### Quoted passage:

════

In [None]:
import pandas as pd
import matplotlib.pyplot as plt
import numpy as np
import scipy as sc

from NNClassifier import Net, NNClassifier
from util import MyUtil

from sklearn.model_selection import train_test_split, ShuffleSplit,GridSearchCV
from sklearn.ensemble import RandomForestClassifier, VotingClassifier, GradientBoostingClassifier
from sklearn.metrics import roc_auc_score
from sklearn.linear_model import LogisticRegression
import warnings

#https://github.com/scikit-learn/scikit-learn/issues/10449
#https://stackoverflow.com/questions/49545947/sklearn-deprecationwarning-truth-value-of-an-array
#remove when fix becomes available
warnings.filterwarnings(action='ignore', category=DeprecationWarning)

util = MyUtil()

# for auto-reloading extenrnal modules
# see http://stackoverflow.com/questions/1907993/autoreload-of-modules-in-ipython
%load_ext autoreload
%autoreload 2

In [None]:
data=pd.read_csv(filepath_or_buffer="data/final.csv",delimiter=";",index_col=False).round(2)

# Preprocessing

In [None]:
# impute missing past values with 0
data.fillna({"past_resultA":0,"past_resultB":0},inplace=True)
# drop id columns
data.drop(["gameid","teamidA","teamidB"],axis=1,inplace=True)

In [None]:
# Encode gametype
rounds = {
    "Finale": 1,
    "Spiel um Platz Drei": 2,
    "Halbfinale": 3,
    "Viertelfinale": 4,
    "Achtelfinale": 5,
    "Gruppenphase": 6
}
def map_to_round(x):
    if x.startswith("Gruppe"):
        return rounds["Gruppenphase"]
    else:
        return rounds[x]
data["gametype"]=data["gametype"].apply(map_to_round)

In [None]:
data.dtypes

In [None]:
#combine features
data["mvA"]=data["teamA_off_val"]+data["teamA_def_val"]
data["mvB"]=data["teamB_off_val"]+data["teamB_def_val"]
data["mvAminB"]=data["mvA"]/data["mvB"]
data["ageAminB"]=data["teamA_age"]-data["teamB_age"]
data["fragAminB"]=data["teamA_frag"]/data["teamB_frag"]

In [None]:
# knockout stage
data_pen=data.drop(data[data.addinfo != 'n.E.'].index,axis=0)

# knockout stage
data_ko=data.drop(data[data.gametype == 6].index,axis=0)
data_ko_nopen=data_ko.drop(data_ko[data_ko.addinfo == 'n.E.'].index,axis=0) # drop pens

# group stage
data_group=data.drop(data[data.gametype != 6].index,axis=0)

#exclude games decided by penalties
data_nopen=data.drop(data[data.addinfo == 'n.E.'].index,axis=0)

════

### Given data:
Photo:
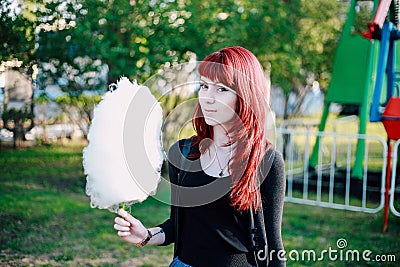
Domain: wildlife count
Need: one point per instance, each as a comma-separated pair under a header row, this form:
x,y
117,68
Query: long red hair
x,y
239,69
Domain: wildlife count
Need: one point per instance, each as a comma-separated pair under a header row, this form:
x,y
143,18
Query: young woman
x,y
234,173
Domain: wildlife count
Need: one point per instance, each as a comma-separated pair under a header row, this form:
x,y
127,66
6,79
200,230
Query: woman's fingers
x,y
120,221
119,227
123,234
128,217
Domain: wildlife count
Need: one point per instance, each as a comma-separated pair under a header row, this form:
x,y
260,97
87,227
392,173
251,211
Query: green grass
x,y
46,220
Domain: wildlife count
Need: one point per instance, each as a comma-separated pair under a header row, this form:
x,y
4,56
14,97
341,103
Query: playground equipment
x,y
386,30
352,80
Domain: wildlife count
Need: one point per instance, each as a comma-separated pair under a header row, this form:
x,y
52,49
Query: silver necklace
x,y
219,164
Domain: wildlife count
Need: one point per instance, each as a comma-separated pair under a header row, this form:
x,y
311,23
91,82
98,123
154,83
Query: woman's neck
x,y
220,137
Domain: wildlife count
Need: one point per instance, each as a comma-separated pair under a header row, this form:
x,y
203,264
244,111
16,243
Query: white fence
x,y
330,183
395,180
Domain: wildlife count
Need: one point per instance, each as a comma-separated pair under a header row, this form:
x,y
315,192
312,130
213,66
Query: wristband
x,y
145,240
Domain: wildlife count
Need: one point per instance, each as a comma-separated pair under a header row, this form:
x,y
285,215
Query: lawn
x,y
46,220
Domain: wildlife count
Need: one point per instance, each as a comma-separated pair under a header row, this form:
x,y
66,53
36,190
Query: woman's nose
x,y
209,96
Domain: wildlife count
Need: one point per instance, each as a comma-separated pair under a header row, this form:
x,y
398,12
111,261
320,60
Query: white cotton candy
x,y
124,143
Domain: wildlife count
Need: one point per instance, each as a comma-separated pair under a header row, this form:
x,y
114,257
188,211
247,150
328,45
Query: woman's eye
x,y
203,86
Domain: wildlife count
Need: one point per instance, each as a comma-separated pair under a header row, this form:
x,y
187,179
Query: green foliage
x,y
17,34
295,39
19,122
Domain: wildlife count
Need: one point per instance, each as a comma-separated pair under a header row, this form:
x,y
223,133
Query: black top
x,y
215,233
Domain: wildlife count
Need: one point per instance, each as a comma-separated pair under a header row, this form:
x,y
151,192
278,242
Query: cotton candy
x,y
123,158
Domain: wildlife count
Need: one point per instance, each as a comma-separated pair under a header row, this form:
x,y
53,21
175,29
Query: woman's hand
x,y
129,228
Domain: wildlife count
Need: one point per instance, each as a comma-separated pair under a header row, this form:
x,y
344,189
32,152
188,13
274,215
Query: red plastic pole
x,y
379,18
387,187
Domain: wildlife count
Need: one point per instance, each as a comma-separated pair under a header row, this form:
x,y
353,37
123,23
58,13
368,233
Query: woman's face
x,y
217,102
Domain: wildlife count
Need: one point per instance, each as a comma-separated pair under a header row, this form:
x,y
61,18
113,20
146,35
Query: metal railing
x,y
394,181
330,183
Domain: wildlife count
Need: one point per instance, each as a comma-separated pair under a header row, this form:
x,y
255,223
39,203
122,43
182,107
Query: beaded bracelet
x,y
145,240
148,237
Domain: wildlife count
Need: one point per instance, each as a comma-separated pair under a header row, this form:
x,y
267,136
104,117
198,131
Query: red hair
x,y
239,69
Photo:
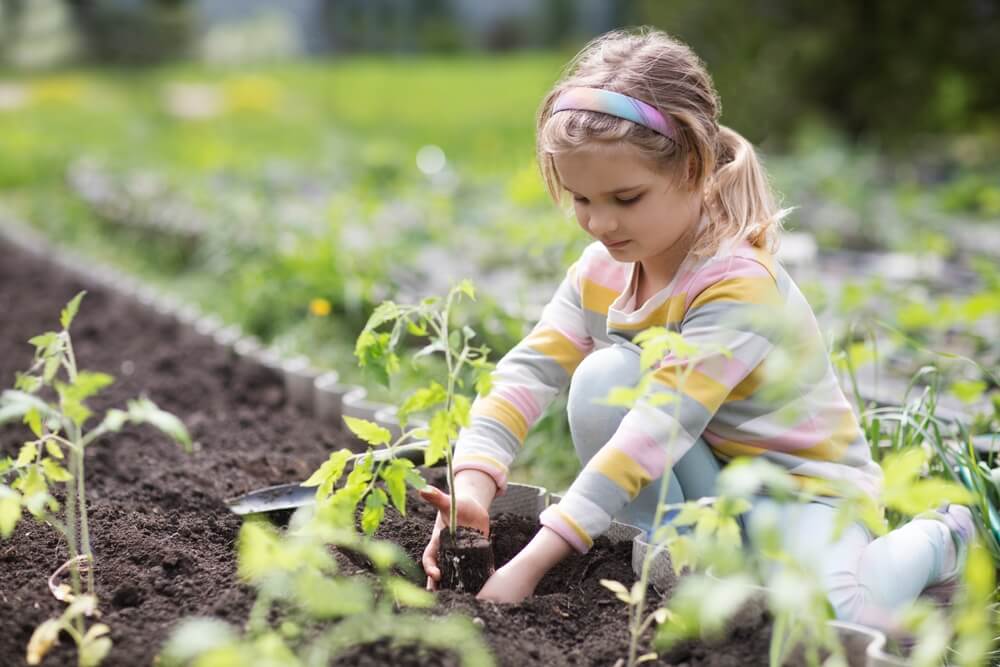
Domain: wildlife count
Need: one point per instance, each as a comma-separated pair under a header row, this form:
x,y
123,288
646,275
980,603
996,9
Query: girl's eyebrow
x,y
612,192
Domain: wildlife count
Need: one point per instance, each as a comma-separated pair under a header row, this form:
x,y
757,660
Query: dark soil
x,y
164,539
466,560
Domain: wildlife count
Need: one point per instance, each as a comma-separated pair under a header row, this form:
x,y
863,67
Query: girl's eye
x,y
623,202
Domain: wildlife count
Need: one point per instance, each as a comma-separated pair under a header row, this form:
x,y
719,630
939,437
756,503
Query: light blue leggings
x,y
866,579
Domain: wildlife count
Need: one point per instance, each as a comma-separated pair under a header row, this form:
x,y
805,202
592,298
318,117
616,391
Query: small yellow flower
x,y
319,307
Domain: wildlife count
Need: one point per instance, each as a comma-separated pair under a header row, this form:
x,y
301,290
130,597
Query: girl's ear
x,y
692,168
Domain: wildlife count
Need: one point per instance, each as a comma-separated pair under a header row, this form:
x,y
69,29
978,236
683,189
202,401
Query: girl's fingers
x,y
429,558
437,498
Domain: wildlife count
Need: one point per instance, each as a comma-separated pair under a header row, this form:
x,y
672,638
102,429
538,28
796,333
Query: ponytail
x,y
740,202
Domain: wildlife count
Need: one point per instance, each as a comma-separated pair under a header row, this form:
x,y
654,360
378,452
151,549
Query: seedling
x,y
448,408
58,425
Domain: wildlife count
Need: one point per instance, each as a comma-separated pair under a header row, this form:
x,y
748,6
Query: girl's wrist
x,y
477,485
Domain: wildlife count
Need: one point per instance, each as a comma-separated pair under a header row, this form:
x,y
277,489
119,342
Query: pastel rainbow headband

════

Pick up the match-data notebook after its final line and keep writing it. The items come from a separate source.

# Modelling
A single negative binomial regression is not powerful enough to predict the correct result. Evaluation of different metrics shows that the optimal hyperparameter for the negative binomial regression is often conflicting, depending on which metric is to be optimized. This is because information on the game outcome is needed. TODO

## Classifier
Our first goal is to create a classifier that can correctly predict the tendency of a game. The three categories are win/draw/loss. We will test the classifer on four subsets:
* the full game set
* the knockout stage without penalty shootouts
* all games excluding games with penalty shootouts
* the group stage
* penalty shootouts

In [None]:
def scale(data_train, data_test):
    meanMv = data_train["mvAminB"].mean()
    stdMv = data_train["mvAminB"].std()
    meanAge = data_train["ageAminB"].mean()
    stdAge = data_train["ageAminB"].std()
    meanFrag = data_train["fragAminB"].mean()
    stdFrag = data_train["fragAminB"].std()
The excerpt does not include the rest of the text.